*Texte de référence*:
• • • • •

Les transferts de fonds, un service essentiel
Telle est la pertinence des transferts de fonds dans ces pays, qui représentent même, en moyenne, 10% de leur PIB. C’est ce poids dans l’économie des différents pays et des différentes familles qui, lors de la pandémie, a été déclaré service essentiel.
Malgré les prévisions des analystes, les transferts de fonds ont augmenté de près de 1 % en 2020, et ont rebondi de plus de 8 % dans les pays à revenu faible ou intermédiaire en 2021. Il est essentiel de comprendre que les migrants qui envoient cet argent, contribue à travers leur travail à répondre à une grande partie des besoins des populations présentent dans leur pays d’accueil, mais aussi pour que l’éducation et les soins médicaux de leurs proches soient couverts. Ces envois peuvent parfois se faire au détriment de leurs propres besoins afin de ne pas laisser leurs familles restées au pays sans soins médicaux, sans logement ou sans éducation.
Mais il n’y a pas que la pandémie qui a fait augmenter les envois de fonds. Ces deux dernières années ont été marquées par des crises migratoires majeures, notamment le déplacement de millions de personnes en raison de différents conflits armés, comme l’invasion de l’Ukraine par la Russie. Cette guerre a forcé plus de six millions d’Ukrainiens à fuir leur pays.
Nous n’avons pas encore de données pour cette année, mais rien qu’en 2021, selon la Banque nationale d’Ukraine, les transferts de fonds vers l’Ukraine se sont élevés à plus de 19 milliards de dollars, soit une augmentation de 28 % par rapport à l’année précédente. Ce chiffre représente environ 12 % du PIB du pays et est presque trois fois supérieur aux investissements directs étrangers.
S’agissant d’un service aussi important pour les pays en développement ou en conflit, nous devons tenir compte d’un facteur clé qui les entoure : le coût de transfert. Au niveau mondial, le transfert de fonds représente une dépense de plus de 6 % du montant total envoyé ; et la Banque mondiale estime qu’en réduisant le prix des transferts de fonds d’au moins 5 points de pourcentage, on pourrait économiser jusqu’à 16 milliards de dollars par an.
Il est essentiel que, des organismes publics aux entités bancaires en passant par les plateformes qui offrent ces services, nous travaillions ensemble pour réduire ces coûts et la meilleure façon d’y parvenir est la technologie et l’innovation.
Les solutions mobiles, qui permettent d’envoyer de l’argent même dans les coins les plus reculés de la planète, sont l’un des moyens de réduire les coûts. Grâce à ces avancées, les gens peuvent accéder à des outils et des services qui leur permettent de se développer, de se protéger des crises économiques et de sortir, petit à petit, de la pauvreté. De même, la technologie permet à toutes ces opérations, qu’elles soient physiques, hybrides ou 100% mobiles, d’être beaucoup plus sûres et de diminuer le nombre de fraudes.
L’innovation est en soi un facteur clé du développement de notre société, mais dans certains cas, comme celui des transferts d’argent, elle prend tout son sens. Tant les plateformes qui facilitent les transferts d’argent que les institutions doivent travailler main dans la main pour faire en sorte que ces envois soient aussi sûrs, accessibles et rapides que possible. Après tout, envoyer de l’argent n’a pas d’autre but que d’aider des proches situés à des milliers de kilomètres à progresser et à avoir un meilleur avenir.

• • • • •

*Données fournies*:

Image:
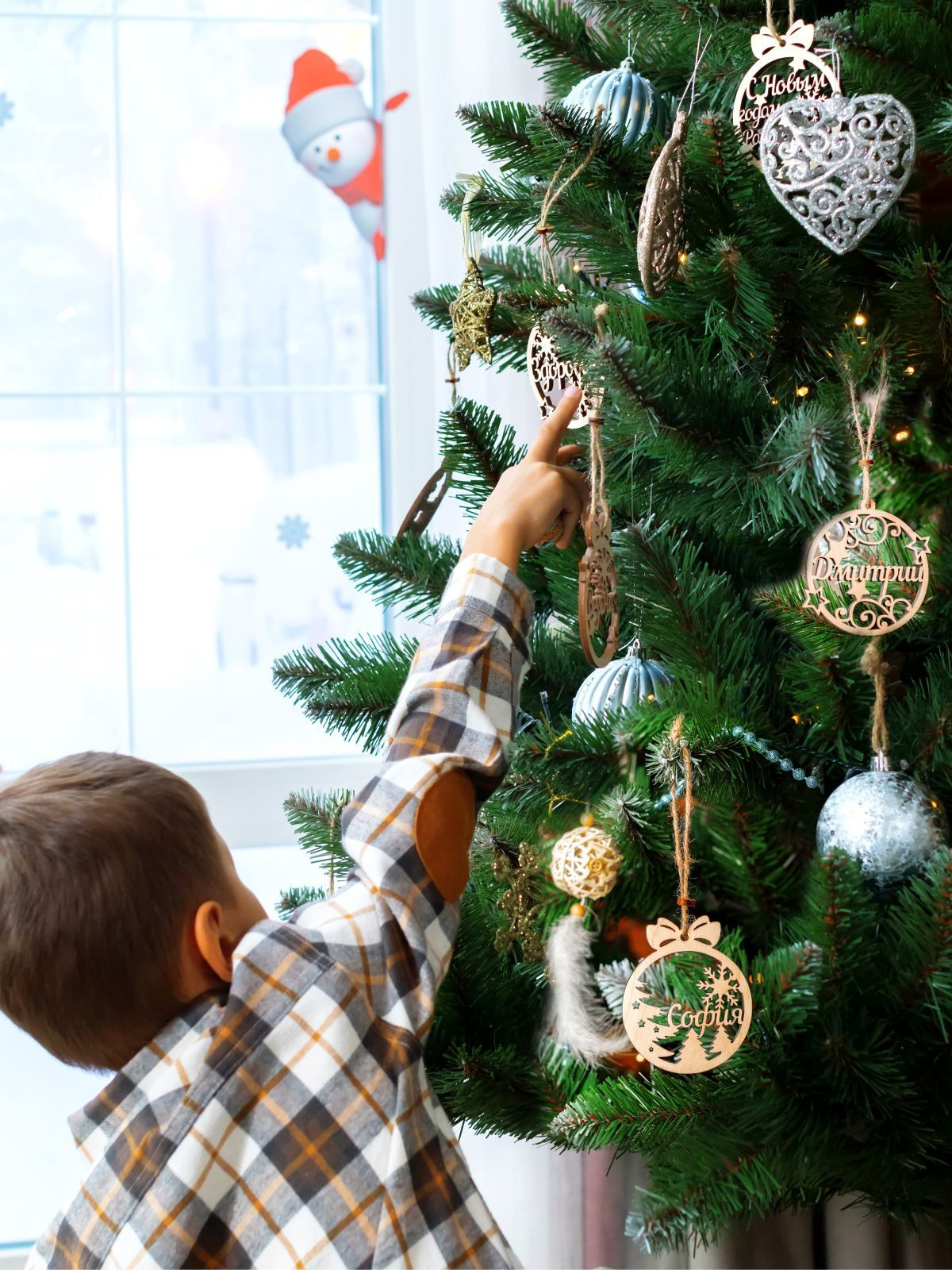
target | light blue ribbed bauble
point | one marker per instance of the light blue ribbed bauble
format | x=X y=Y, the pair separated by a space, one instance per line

• • • • •

*Exercices*:
a. Indiquez si chacun des énoncés suivants concorde avec le texte sur les transferts de fonds, en répondant par oui ou par non et en citant mot pour mot le passage qui tranche. (i) Les transferts de fonds ont diminué en 2020. (ii) La guerre en Ukraine a contraint plus de six millions d’Ukrainiens à quitter leur pays. (iii) D’après la Banque mondiale, une baisse d’au moins 5 points de pourcentage du prix des transferts permettrait d’économiser jusqu’à 16 milliards de dollars par an.
b. Citez, s’il vous plaît, le passage du texte sur les transferts de fonds qui s’ouvre sur les mots contenant « Nous n’avons pas » et se referme sur « investissements directs étrangers. ».

*Corrigé des exercices*:
a.
(i) Non : « les transferts de fonds ont augmenté de près de 1 % en 2020 ».
(ii) Oui : « Cette guerre a forcé plus de six millions d’Ukrainiens à fuir leur pays. »
(iii) Oui : « la Banque mondiale estime qu’en réduisant le prix des transferts de fonds d’au moins 5 points de pourcentage, on pourrait économiser jusqu’à 16 milliards de dollars par an ».

b.
Nous n’avons pas encore de données pour cette année, mais rien qu’en 2021, selon la Banque nationale d’Ukraine, les transferts de fonds vers l’Ukraine se sont élevés à plus de 19 milliards de dollars, soit une augmentation de 28 % par rapport à l’année précédente. Ce chiffre représente environ 12 % du PIB du pays et est presque trois fois supérieur aux investissements directs étrangers.